Collect every line of the material below that contains the word "white". Case counts.
• • • • •
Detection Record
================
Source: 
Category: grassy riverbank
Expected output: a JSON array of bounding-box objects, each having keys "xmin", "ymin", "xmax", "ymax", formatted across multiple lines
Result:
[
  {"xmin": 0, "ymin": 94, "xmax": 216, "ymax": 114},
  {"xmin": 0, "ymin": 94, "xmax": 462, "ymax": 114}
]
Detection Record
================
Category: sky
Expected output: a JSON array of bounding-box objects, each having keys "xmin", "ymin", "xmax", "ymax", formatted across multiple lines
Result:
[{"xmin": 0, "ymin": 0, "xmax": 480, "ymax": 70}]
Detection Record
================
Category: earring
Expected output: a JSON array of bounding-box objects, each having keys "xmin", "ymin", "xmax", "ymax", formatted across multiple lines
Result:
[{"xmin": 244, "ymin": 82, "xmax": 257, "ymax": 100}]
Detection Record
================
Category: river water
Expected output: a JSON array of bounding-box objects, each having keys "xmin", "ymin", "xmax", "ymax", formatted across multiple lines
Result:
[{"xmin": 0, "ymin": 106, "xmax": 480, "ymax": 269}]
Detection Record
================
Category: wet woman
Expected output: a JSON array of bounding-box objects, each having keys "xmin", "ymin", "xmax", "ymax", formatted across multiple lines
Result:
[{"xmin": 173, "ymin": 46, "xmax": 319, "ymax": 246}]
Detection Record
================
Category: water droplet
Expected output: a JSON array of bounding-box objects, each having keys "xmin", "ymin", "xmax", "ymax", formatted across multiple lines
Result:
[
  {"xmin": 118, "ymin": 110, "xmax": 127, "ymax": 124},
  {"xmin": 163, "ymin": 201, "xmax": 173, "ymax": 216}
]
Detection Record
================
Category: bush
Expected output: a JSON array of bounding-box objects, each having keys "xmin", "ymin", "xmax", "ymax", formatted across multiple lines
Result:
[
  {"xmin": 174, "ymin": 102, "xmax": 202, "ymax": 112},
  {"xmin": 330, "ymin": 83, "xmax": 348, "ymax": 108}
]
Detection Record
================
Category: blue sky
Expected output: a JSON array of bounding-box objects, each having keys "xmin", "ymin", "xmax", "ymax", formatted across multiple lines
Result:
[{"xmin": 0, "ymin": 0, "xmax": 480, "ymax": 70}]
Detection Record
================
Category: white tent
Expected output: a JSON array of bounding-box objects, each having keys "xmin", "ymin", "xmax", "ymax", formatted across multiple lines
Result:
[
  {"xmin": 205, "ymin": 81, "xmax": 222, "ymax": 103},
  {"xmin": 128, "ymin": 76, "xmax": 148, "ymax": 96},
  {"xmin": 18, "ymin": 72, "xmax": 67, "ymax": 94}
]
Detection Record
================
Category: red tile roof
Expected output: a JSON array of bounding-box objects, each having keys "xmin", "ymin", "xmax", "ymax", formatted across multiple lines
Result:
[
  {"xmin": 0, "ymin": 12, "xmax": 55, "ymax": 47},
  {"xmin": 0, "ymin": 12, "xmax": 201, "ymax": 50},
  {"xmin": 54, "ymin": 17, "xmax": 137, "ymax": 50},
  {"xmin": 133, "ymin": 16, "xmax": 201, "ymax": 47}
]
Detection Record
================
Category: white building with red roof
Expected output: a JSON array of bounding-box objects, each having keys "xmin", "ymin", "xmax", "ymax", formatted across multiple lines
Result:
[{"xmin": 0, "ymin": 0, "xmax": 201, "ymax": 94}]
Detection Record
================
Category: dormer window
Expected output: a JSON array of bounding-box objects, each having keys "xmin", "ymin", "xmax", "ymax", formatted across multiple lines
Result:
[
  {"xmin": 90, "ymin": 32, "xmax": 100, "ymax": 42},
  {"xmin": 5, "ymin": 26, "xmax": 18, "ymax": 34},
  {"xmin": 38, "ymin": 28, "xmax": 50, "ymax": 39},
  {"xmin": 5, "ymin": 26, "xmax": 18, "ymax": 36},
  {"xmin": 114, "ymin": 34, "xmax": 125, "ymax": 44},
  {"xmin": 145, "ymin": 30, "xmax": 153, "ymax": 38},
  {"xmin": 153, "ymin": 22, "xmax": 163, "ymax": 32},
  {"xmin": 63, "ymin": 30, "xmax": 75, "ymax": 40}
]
• • • • •
* [TASK ANSWER]:
Category: white tent
Category: white building with red roof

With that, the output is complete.